# RECORDS FOR PROCESSING
::::::

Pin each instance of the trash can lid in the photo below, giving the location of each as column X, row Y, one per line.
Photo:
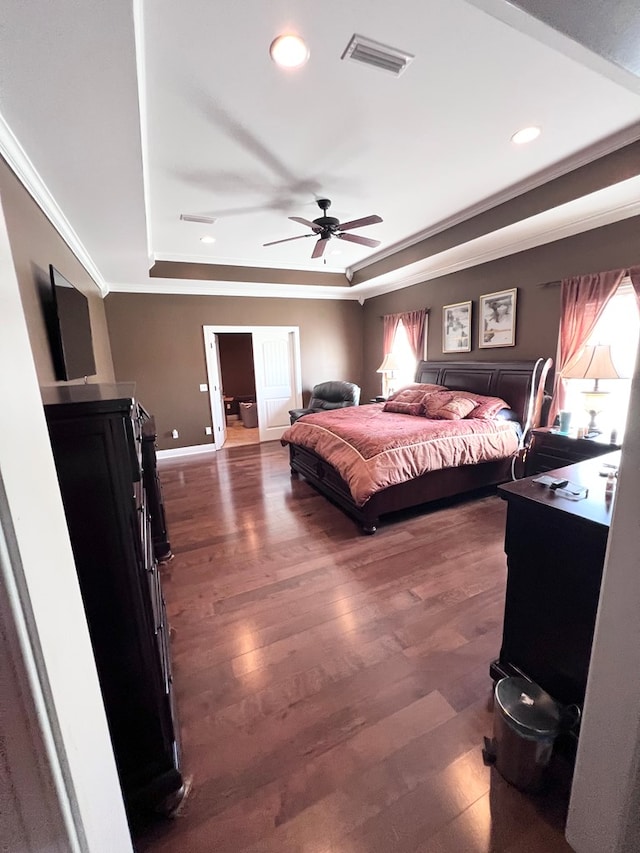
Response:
column 528, row 708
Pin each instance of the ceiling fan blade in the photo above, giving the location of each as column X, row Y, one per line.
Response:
column 306, row 222
column 364, row 241
column 318, row 249
column 359, row 223
column 288, row 239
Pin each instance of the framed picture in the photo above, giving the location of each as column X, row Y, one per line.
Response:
column 456, row 327
column 497, row 319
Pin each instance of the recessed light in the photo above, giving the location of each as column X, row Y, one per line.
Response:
column 527, row 134
column 289, row 51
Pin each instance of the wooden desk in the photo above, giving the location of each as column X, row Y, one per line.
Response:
column 551, row 449
column 555, row 554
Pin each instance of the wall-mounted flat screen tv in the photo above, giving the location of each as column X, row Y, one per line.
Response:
column 72, row 344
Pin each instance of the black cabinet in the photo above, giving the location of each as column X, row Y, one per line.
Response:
column 555, row 553
column 96, row 436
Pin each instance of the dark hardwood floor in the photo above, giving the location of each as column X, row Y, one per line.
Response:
column 333, row 688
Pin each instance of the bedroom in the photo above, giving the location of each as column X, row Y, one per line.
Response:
column 345, row 334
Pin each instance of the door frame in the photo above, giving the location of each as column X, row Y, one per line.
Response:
column 213, row 370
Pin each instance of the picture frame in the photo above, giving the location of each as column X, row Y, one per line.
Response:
column 497, row 319
column 456, row 327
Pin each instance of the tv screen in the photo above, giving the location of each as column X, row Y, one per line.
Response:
column 71, row 330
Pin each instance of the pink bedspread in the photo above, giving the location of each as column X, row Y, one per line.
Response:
column 372, row 449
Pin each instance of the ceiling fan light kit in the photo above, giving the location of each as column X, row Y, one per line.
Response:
column 325, row 227
column 289, row 51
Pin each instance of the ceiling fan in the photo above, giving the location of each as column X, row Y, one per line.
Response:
column 325, row 227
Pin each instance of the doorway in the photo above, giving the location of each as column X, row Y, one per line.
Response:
column 235, row 351
column 254, row 379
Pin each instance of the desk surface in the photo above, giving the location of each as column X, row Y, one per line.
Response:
column 596, row 507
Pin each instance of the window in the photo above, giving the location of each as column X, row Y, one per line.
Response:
column 618, row 326
column 404, row 361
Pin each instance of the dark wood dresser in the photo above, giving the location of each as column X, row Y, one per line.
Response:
column 96, row 436
column 555, row 555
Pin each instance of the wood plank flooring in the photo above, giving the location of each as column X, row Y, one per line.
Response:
column 333, row 688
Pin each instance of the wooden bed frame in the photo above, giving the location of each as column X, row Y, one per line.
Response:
column 510, row 380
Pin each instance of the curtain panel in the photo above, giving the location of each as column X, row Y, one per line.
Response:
column 414, row 323
column 583, row 300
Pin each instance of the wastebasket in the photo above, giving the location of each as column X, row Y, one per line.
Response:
column 249, row 415
column 526, row 723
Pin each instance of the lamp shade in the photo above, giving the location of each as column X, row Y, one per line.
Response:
column 594, row 363
column 389, row 364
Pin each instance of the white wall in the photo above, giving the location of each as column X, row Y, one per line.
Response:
column 68, row 757
column 604, row 814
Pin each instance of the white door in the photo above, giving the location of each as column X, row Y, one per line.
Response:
column 218, row 417
column 275, row 359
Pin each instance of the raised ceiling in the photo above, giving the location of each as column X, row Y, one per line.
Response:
column 128, row 115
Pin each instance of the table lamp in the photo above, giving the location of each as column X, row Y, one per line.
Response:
column 388, row 368
column 594, row 363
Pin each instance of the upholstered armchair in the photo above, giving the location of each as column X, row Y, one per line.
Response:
column 329, row 395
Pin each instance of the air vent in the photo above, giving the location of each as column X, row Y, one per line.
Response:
column 193, row 217
column 369, row 52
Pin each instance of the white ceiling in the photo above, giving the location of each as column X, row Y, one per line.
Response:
column 128, row 115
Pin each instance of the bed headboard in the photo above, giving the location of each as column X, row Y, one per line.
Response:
column 510, row 380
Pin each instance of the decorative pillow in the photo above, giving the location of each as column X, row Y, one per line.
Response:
column 488, row 408
column 448, row 405
column 414, row 392
column 403, row 408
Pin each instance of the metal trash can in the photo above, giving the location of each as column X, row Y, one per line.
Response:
column 526, row 722
column 249, row 415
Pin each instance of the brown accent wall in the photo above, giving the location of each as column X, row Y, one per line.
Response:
column 35, row 244
column 157, row 341
column 538, row 303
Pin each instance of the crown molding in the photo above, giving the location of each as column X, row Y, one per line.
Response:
column 564, row 167
column 263, row 290
column 185, row 258
column 470, row 254
column 18, row 160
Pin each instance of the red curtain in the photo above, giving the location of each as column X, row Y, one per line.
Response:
column 583, row 301
column 414, row 323
column 634, row 275
column 390, row 323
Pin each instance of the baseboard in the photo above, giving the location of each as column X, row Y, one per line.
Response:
column 190, row 450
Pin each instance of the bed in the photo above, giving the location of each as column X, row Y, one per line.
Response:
column 519, row 383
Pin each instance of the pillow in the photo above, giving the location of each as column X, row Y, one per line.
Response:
column 448, row 405
column 414, row 392
column 402, row 408
column 486, row 407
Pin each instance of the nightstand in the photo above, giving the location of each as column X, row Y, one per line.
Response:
column 551, row 449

::::::

# TASK DIRECTIONS
Word for word, retype all of the data above, but include no pictures.

# TASK RESPONSE
Pin each instance of the trash can lid in the photo below, giving the location of each as column X, row Y, one per line.
Photo:
Response:
column 528, row 708
Pin each instance of the ceiling fan blade in the photo above, giving the location of each as column X, row Y, one per line.
Response:
column 306, row 222
column 364, row 241
column 318, row 249
column 359, row 223
column 288, row 239
Pin each instance of the framed picture in the photo above, giving the location of each as column X, row Y, one per line.
Response:
column 456, row 327
column 497, row 319
Pin each instance of the recessed light in the photo above, giving the location of each as column X, row Y, one per line.
Response:
column 527, row 134
column 289, row 51
Pin each instance of the wooden desk in the photo above, giving the location of each as column X, row Y, one per line.
Response:
column 551, row 449
column 555, row 554
Pin each instance of the wall-mounted flat screen tv in the photo above, giving the location of each as column X, row Y, one per line.
Response:
column 72, row 344
Pin each instance of the black cabinet in the photo above, giving the location of each as column X, row Y, one per line.
Response:
column 555, row 553
column 96, row 436
Pin each instance of the dark hardwood floor in the photo above, giving the location of each as column X, row Y, one per line.
Response:
column 333, row 688
Pin each instance of the bedroom in the photo above, giving the location of each as column X, row Y, one per line.
Response:
column 345, row 334
Pin each instance of the door frame in the photo above, giving the location of each as column X, row Y, one per line.
Response:
column 213, row 370
Pin each instance of the picture frame in the photo above, giving the location of each as column X, row Y, one per line.
Response:
column 497, row 319
column 456, row 327
Pin each instance of the tv screen in the photo above, giving the location of each as column X, row Y, one per line.
Response:
column 71, row 330
Pin each instance of the pink bedspread in the photo above, giving the location of each as column X, row Y, one per line.
Response:
column 372, row 449
Pin each instance of the ceiling fan light kit in the photo above, giving the location of each as column X, row Y, one per line.
Response:
column 325, row 227
column 289, row 51
Pin each instance of the ceiling fan in the photo above, giving the location of each as column X, row Y, one per line.
Response:
column 325, row 227
Pin each instance of the doorway in the photo above, giving the location of each as column X, row Y, one per line.
Response:
column 235, row 351
column 254, row 379
Pin each instance of the desk surface in the photo above, giving the location of each as column X, row Y, one per line.
Response:
column 596, row 507
Pin each instance of the window in the photo above, giving the location of each as column X, row Y, one per line.
Response:
column 618, row 326
column 404, row 361
Pin each instance of the dark wood dresser in the photo above, giving the location of each as column X, row Y, one per line.
Response:
column 96, row 436
column 555, row 555
Pin each instance of the wood plank flooring in the photo above, giving the location of each as column X, row Y, one per line.
Response:
column 333, row 688
Pin each instance of the wooden bed frame in the photo above, giving the location of each as column X, row Y, one per line.
Response:
column 510, row 380
Pin each instance of the curtain panel in the photo above, giving the location of each as column X, row Y, one per line.
Response:
column 414, row 323
column 583, row 300
Pin each instance of the wastebasket in the photo above, giving the location of each as column X, row Y, one per line.
Response:
column 249, row 415
column 526, row 723
Pin each instance of the lamp shade in the photo above, giving the location of each as column X, row Y, one per line.
Response:
column 594, row 363
column 389, row 364
Pin each instance of the white wall in the photo above, giving the location of each as column X, row Y, one per line.
Response:
column 68, row 757
column 604, row 814
Pin each instance of the white door in the photo above, giving the location of each as column X, row Y, one per line.
Response:
column 218, row 417
column 275, row 359
Pin each instance of the raised ceiling in the photo above, giving the location of each as column X, row Y, one per line.
Response:
column 128, row 115
Pin each instance of the table lamp in the photo above, giving the location of each as column X, row Y, one per line.
Response:
column 388, row 368
column 594, row 363
Pin each instance of the upholstered armchair in the photo above, giving the location of each as column X, row Y, one per line.
Response:
column 329, row 395
Pin each instance of the air vent in the photo above, giving the location of each as column X, row Y, one per line.
Response:
column 193, row 217
column 369, row 52
Pin each instance of the white ceiling in the photo above, giving the location of each as column X, row Y, one per line.
Response:
column 128, row 115
Pin each instance of the bed headboard in the photo above, giving the location of each as column X, row Y, one per line.
Response:
column 510, row 380
Pin each instance of the decorative pillow in the photo above, giving the location of each as column X, row Y, one per line.
Response:
column 488, row 408
column 448, row 405
column 414, row 392
column 403, row 408
Pin each instance of the metal trash can in the photo above, giving the location of each as column X, row Y, one per line.
Response:
column 526, row 722
column 249, row 415
Pin each instance of the brown accent wall in the photo above, giving the location of each as column X, row Y, one per line.
Response:
column 35, row 244
column 157, row 341
column 538, row 303
Pin each instance of the crown molding in the photo above, giving the location of each as column X, row Y, one per line.
Response:
column 564, row 167
column 263, row 290
column 185, row 258
column 470, row 254
column 18, row 160
Pin each instance of the red curtain in the photo above, giving the location of each as column X, row Y, one per line.
Response:
column 583, row 301
column 414, row 323
column 634, row 275
column 390, row 323
Pin each instance of the baseboard in the photo above, giving the location of each as column X, row Y, one per line.
Response:
column 190, row 450
Pin each instance of the bed in the photo above, giving the location of each as column X, row Y, one per line.
Response:
column 519, row 383
Pin each instance of the pillow in the photo above, giving the location of each as column X, row Y, one per line.
Response:
column 448, row 405
column 414, row 392
column 402, row 408
column 486, row 407
Pin each instance of the nightstand in the photo above, giving the location of each as column X, row Y, one per line.
Response:
column 551, row 449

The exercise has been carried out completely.